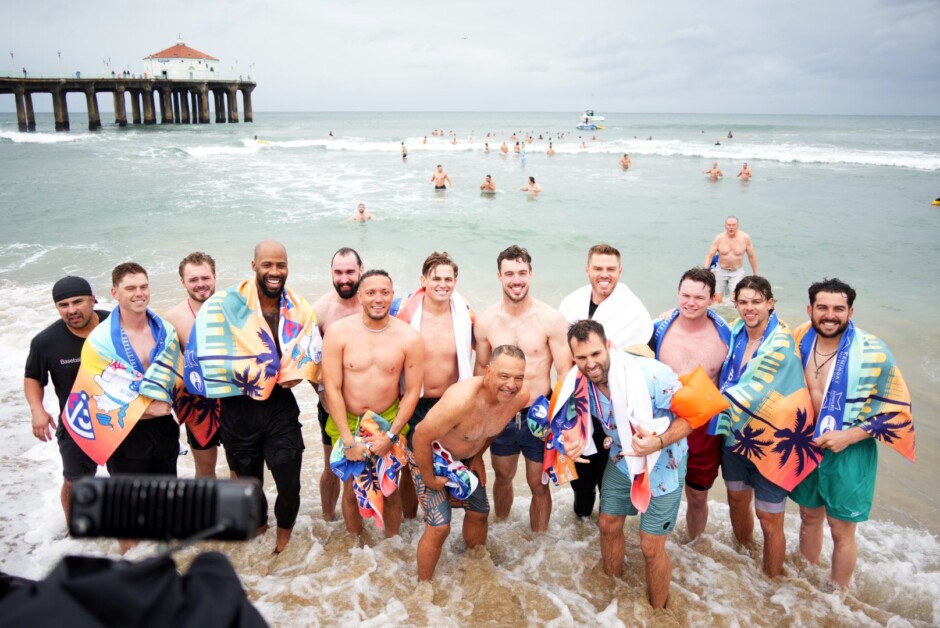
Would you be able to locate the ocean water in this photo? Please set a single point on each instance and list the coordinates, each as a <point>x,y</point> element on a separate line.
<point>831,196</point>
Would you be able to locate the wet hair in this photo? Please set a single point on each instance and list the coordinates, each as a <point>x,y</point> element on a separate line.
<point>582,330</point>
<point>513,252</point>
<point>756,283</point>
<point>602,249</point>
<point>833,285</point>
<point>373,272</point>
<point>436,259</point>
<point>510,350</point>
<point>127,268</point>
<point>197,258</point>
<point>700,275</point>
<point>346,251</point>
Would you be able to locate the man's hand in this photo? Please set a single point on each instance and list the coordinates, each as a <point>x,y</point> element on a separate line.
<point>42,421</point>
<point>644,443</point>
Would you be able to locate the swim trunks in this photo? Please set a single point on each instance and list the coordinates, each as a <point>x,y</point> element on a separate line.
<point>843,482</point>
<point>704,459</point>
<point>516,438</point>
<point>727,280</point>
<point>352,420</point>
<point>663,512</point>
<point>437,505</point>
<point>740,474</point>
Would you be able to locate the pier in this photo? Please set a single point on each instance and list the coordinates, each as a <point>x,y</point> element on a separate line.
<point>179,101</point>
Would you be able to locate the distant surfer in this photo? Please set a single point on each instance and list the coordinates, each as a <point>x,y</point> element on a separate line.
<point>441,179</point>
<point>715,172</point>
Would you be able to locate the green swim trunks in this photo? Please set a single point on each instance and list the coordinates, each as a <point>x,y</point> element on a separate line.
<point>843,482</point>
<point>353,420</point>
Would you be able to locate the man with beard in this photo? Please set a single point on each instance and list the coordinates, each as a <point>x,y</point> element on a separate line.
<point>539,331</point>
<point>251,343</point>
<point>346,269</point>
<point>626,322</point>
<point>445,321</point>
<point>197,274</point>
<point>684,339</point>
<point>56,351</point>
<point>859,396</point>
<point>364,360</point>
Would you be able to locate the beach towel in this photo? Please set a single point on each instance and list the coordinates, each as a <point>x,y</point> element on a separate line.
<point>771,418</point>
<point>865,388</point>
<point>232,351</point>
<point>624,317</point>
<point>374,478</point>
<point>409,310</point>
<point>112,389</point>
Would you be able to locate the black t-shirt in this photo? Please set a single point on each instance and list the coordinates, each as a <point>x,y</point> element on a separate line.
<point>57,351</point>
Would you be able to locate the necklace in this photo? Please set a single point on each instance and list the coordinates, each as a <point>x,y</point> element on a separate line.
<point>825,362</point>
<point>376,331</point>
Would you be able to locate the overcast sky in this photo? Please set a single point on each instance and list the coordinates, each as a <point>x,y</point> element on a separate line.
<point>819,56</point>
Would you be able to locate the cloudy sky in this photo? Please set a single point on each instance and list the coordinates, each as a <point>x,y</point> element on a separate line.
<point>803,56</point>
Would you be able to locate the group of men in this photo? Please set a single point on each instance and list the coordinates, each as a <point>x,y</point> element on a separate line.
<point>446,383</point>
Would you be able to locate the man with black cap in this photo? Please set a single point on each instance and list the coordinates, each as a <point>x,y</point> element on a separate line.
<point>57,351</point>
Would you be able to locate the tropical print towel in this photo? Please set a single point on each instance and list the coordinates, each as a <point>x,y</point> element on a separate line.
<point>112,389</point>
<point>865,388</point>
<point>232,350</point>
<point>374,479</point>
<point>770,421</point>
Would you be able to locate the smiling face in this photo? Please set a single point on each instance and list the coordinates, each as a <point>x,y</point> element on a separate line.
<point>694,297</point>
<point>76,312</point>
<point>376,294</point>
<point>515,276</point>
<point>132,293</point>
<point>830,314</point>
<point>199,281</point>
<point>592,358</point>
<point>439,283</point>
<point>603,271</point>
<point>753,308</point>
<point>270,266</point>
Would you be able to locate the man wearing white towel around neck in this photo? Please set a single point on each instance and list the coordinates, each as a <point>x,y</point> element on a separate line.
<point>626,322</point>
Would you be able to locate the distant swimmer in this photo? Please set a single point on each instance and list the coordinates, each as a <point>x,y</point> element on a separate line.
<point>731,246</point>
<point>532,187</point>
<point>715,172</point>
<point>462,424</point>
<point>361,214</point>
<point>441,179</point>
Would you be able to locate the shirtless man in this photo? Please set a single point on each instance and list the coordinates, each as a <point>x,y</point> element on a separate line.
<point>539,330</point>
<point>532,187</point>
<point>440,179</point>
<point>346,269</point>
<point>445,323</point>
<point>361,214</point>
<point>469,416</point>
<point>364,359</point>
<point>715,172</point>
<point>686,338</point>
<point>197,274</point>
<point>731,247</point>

════════════════

=== STATED GOAL ===
Convert every line of the items above into a JSON array of strings, one string per line, omitting blank lines and excluding the pictures.

=== ANSWER TO THE TASK ===
[
  "Would you be able to locate the ocean water in this photo? Please set a single point on each instance and list the coordinates, each as a <point>x,y</point> element on a separate line.",
  "<point>831,196</point>",
  "Would you be able to locate the wet hair in this photo? Please set a single point on each instance and list the coordinates, each as a <point>x,y</point> element on a separate line.",
  "<point>582,330</point>",
  "<point>513,252</point>",
  "<point>756,283</point>",
  "<point>602,249</point>",
  "<point>833,285</point>",
  "<point>373,272</point>",
  "<point>436,259</point>",
  "<point>510,350</point>",
  "<point>127,268</point>",
  "<point>197,258</point>",
  "<point>700,275</point>",
  "<point>346,251</point>",
  "Would you be able to locate the man's hand in this photo? Please set a single point on each instance and list the coordinates, each as a <point>x,y</point> element on a separate line.",
  "<point>42,421</point>",
  "<point>644,443</point>",
  "Would you be able to locate the swim trunks in this photo? Please set a single point on each instance and list the coordinates, each as a <point>x,y</point> element on a separate line.",
  "<point>843,482</point>",
  "<point>704,459</point>",
  "<point>516,438</point>",
  "<point>727,280</point>",
  "<point>352,420</point>",
  "<point>663,512</point>",
  "<point>437,505</point>",
  "<point>740,474</point>",
  "Would you be able to locate the pier in this photo? Please set a single point on each instance and list the coordinates, each as a <point>x,y</point> element on a separate line.",
  "<point>179,101</point>",
  "Would you be able to locate the distant surfer in this photo? Please set a single point on each instance and list the coordinates, each as a <point>x,y</point> element on a separate line.",
  "<point>441,179</point>",
  "<point>715,172</point>",
  "Would you be able to locate the green swim trunks in this photo? Please set a single point on each instance and list the coordinates, each as a <point>x,y</point> element on a separate line.",
  "<point>843,482</point>",
  "<point>353,420</point>",
  "Would you be able to locate the man with beard in this photo? Please set a single point on each instance and list the coordinates, each as a <point>x,y</point> element on a separate line.",
  "<point>539,331</point>",
  "<point>251,343</point>",
  "<point>346,269</point>",
  "<point>626,322</point>",
  "<point>445,321</point>",
  "<point>197,274</point>",
  "<point>684,339</point>",
  "<point>56,351</point>",
  "<point>859,396</point>",
  "<point>364,360</point>",
  "Would you be able to locate the beach towel in this photo? Please set a single point on each instance and list the coordinates, each as a <point>x,y</point> element on a separate line.",
  "<point>771,418</point>",
  "<point>865,388</point>",
  "<point>232,351</point>",
  "<point>624,317</point>",
  "<point>374,478</point>",
  "<point>409,310</point>",
  "<point>112,389</point>",
  "Would you be able to locate the black t-shirt in this photo? Please set a single point on each instance and list the coordinates, each as a <point>x,y</point> element on a separate line.",
  "<point>57,351</point>",
  "Would you be able to locate the necklace in this photo? Please set a single point on each instance and list the coordinates, each as a <point>x,y</point> element on a separate line.",
  "<point>825,362</point>",
  "<point>376,331</point>",
  "Would you be able to locate the overcast sky in this photo? Please set a single point on each instance and list the coordinates, each as a <point>x,y</point> element on a separate line.",
  "<point>819,56</point>",
  "Would you be able to locate the cloudy sky in this photo? Please set a single point on each instance and list the coordinates, each as a <point>x,y</point> element on a separate line.",
  "<point>803,56</point>",
  "Would you be able to locate the group of men in this photo? Please set a single point on each instance and list the coordinates, each as a <point>x,y</point> element on a separate line.",
  "<point>446,383</point>",
  "Would you be able to locate the man with black cap in this photo? Please set a single point on each instance and list the coordinates, each as a <point>x,y</point> element on a separate line.",
  "<point>57,351</point>",
  "Would you be able to locate the tropical print towel in this photo? Please set a single point on each instance and list the coordinates, each as a <point>x,y</point> element on a separate line.",
  "<point>112,389</point>",
  "<point>865,388</point>",
  "<point>232,350</point>",
  "<point>374,479</point>",
  "<point>770,421</point>",
  "Would you be able to locate the smiling face in this photo? Please set a single point on each instance and list the coordinates, each as a <point>x,y</point> element on a separate line.",
  "<point>694,297</point>",
  "<point>76,312</point>",
  "<point>376,294</point>",
  "<point>515,276</point>",
  "<point>132,293</point>",
  "<point>830,314</point>",
  "<point>199,281</point>",
  "<point>592,358</point>",
  "<point>439,283</point>",
  "<point>603,271</point>",
  "<point>753,308</point>",
  "<point>270,266</point>",
  "Would you be able to locate the man wearing white towel around neck in this photo? Please set a single point on each instance and list the coordinates, each as a <point>x,y</point> element on a separate line.",
  "<point>626,322</point>",
  "Would you be able to locate the distant swimmer in this photo? Please set a single point on each instance and list the coordinates, each as a <point>x,y</point> element on a separate line.",
  "<point>731,246</point>",
  "<point>532,187</point>",
  "<point>715,172</point>",
  "<point>462,424</point>",
  "<point>361,214</point>",
  "<point>441,179</point>",
  "Would you be able to locate the shirtless man in this photo? Please set a single point on each instance and list the coordinates, each as a <point>x,y</point> element on a separate line.",
  "<point>539,330</point>",
  "<point>532,187</point>",
  "<point>440,179</point>",
  "<point>346,269</point>",
  "<point>445,323</point>",
  "<point>361,214</point>",
  "<point>469,416</point>",
  "<point>364,359</point>",
  "<point>715,172</point>",
  "<point>686,338</point>",
  "<point>197,274</point>",
  "<point>731,247</point>"
]